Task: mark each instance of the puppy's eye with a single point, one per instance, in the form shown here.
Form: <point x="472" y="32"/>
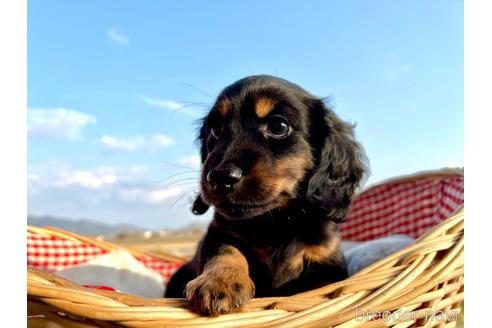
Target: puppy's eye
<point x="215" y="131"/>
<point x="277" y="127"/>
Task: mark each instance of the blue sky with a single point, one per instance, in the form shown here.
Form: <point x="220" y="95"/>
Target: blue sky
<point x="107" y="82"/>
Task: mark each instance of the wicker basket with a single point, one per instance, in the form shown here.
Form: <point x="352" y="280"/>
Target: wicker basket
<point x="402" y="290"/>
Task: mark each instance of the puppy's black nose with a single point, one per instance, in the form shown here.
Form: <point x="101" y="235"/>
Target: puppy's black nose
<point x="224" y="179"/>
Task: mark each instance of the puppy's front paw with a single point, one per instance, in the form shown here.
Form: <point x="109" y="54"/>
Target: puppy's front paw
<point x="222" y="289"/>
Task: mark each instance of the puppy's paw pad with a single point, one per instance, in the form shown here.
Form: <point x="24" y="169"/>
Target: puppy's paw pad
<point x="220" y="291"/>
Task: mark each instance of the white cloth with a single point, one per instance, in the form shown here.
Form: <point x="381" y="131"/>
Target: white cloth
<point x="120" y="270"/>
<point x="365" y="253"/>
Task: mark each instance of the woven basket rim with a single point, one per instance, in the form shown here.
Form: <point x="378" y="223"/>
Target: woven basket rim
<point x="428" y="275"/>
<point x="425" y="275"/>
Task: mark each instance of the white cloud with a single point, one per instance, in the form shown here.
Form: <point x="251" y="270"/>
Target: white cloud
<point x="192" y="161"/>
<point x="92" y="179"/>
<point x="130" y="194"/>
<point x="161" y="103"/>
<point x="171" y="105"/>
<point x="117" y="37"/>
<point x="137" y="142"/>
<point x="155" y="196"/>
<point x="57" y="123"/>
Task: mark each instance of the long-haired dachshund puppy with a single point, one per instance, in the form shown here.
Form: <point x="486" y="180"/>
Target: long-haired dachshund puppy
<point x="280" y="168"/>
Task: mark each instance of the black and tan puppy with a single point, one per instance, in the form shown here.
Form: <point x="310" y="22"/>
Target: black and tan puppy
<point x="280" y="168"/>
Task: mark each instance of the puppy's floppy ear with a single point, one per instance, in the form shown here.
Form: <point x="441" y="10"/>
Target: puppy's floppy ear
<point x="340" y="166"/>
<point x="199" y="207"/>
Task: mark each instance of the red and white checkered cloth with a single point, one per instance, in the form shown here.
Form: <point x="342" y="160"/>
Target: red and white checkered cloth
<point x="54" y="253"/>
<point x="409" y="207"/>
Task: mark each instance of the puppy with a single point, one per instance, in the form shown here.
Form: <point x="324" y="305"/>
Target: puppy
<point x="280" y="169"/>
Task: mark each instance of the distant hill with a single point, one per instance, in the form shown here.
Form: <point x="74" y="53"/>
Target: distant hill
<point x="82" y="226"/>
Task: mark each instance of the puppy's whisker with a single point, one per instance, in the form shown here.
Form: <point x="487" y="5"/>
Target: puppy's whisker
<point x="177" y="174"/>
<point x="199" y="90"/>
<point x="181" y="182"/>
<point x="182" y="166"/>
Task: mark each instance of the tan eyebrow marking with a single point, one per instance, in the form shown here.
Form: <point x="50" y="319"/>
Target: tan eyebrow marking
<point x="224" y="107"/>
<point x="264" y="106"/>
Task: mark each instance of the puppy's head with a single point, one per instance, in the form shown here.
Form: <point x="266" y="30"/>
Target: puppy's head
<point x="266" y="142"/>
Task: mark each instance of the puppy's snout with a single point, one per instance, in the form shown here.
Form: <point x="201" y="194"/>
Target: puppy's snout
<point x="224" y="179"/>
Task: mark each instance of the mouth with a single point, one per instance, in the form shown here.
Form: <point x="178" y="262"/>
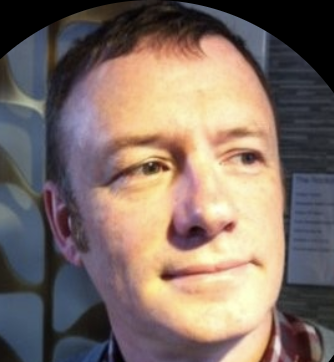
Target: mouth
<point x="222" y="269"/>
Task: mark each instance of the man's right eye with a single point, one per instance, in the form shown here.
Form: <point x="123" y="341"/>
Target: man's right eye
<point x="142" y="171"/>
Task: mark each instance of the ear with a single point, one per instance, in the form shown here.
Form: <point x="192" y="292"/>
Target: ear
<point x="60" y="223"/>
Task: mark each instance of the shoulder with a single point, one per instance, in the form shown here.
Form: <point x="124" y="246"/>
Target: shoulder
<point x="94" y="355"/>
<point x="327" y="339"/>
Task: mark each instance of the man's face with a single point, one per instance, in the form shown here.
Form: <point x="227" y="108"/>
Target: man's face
━━━━━━━━━━━━━━━━━━━━
Exercise directions
Copy from the entries above each line in which the string "face" can be found.

Output for this task
Task: mark each instance of the man's face with a single point, one per instance, in the form shown here.
Target: man's face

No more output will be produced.